2010 Asian Development Tour season
- Duration: 28 January 2010 – 6 November 2010
- Number of official events: 5
- Order of Merit: S. Siva Chandhran

= 2010 Asian Development Tour =

Golf tour season

The 2010 Asian Development Tour was the inaugural season of the Asian Development Tour, the official development tour to the Asian Tour.

==Schedule==
The following table lists official events during the 2010 season.

**REQUIRED TASKS**.
(1) Output everything in the 2010 Asian Development Tour passage from "2010 Asian Development Tour season" down to "the Asian Tour.", without any changes.
(2) Continue the 2010 Asian Development Tour passage, beginning immediately after its final sentence.

Entries from a dataset
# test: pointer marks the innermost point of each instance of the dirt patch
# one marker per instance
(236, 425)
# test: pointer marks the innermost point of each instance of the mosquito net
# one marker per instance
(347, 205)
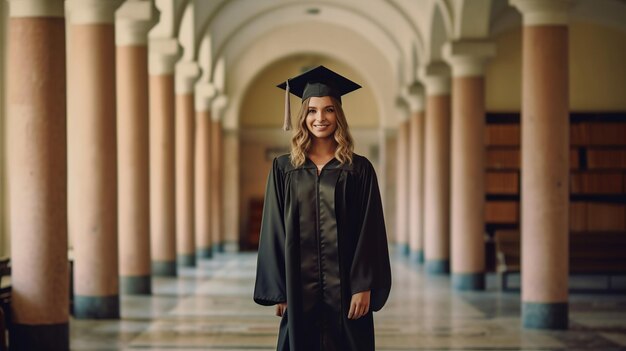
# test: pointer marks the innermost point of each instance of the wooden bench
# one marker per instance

**EXPECTED RESULTS**.
(1)
2010 Asian Development Tour season
- Duration: 28 January 2010 – 6 November 2010
- Number of official events: 5
- Order of Merit: S. Siva Chandhran

= 2010 Asian Development Tour =

Golf tour season

The 2010 Asian Development Tour was the inaugural season of the Asian Development Tour, the official development tour to the Asian Tour.

(2)
| Date | Tournament | Host country | Purse (US$) | Winner | Other tours |
|---|---|---|---|---|---|
| 31 Jan | Air Bagan Myanmar Masters | Myanmar | 75,000 | AUS Gavin Flint (1) |  |
| 18 Jul | Negeri Sembilan Masters Invitational | Malaysia | RM500,000 | MYS S. Siva Chandhran (1) |  |
| 29 Aug | Ballantine's Taiwan Championship | Taiwan | 90,000 | TWN Lin Wen-tang (1) | TWN |
| 24 Sep | Kariza Classic | Indonesia | 60,000 | THA Thanyakon Khrongpha (1) |  |
| 6 Nov | Bali Open | Indonesia | 60,000 | PHL Juvic Pagunsan (1) |  |

==Order of Merit==
The Order of Merit was based on prize money won during the season, calculated in U.S. dollars. The top three players on the Order of Merit earned status to play on the 2011 Asian Tour.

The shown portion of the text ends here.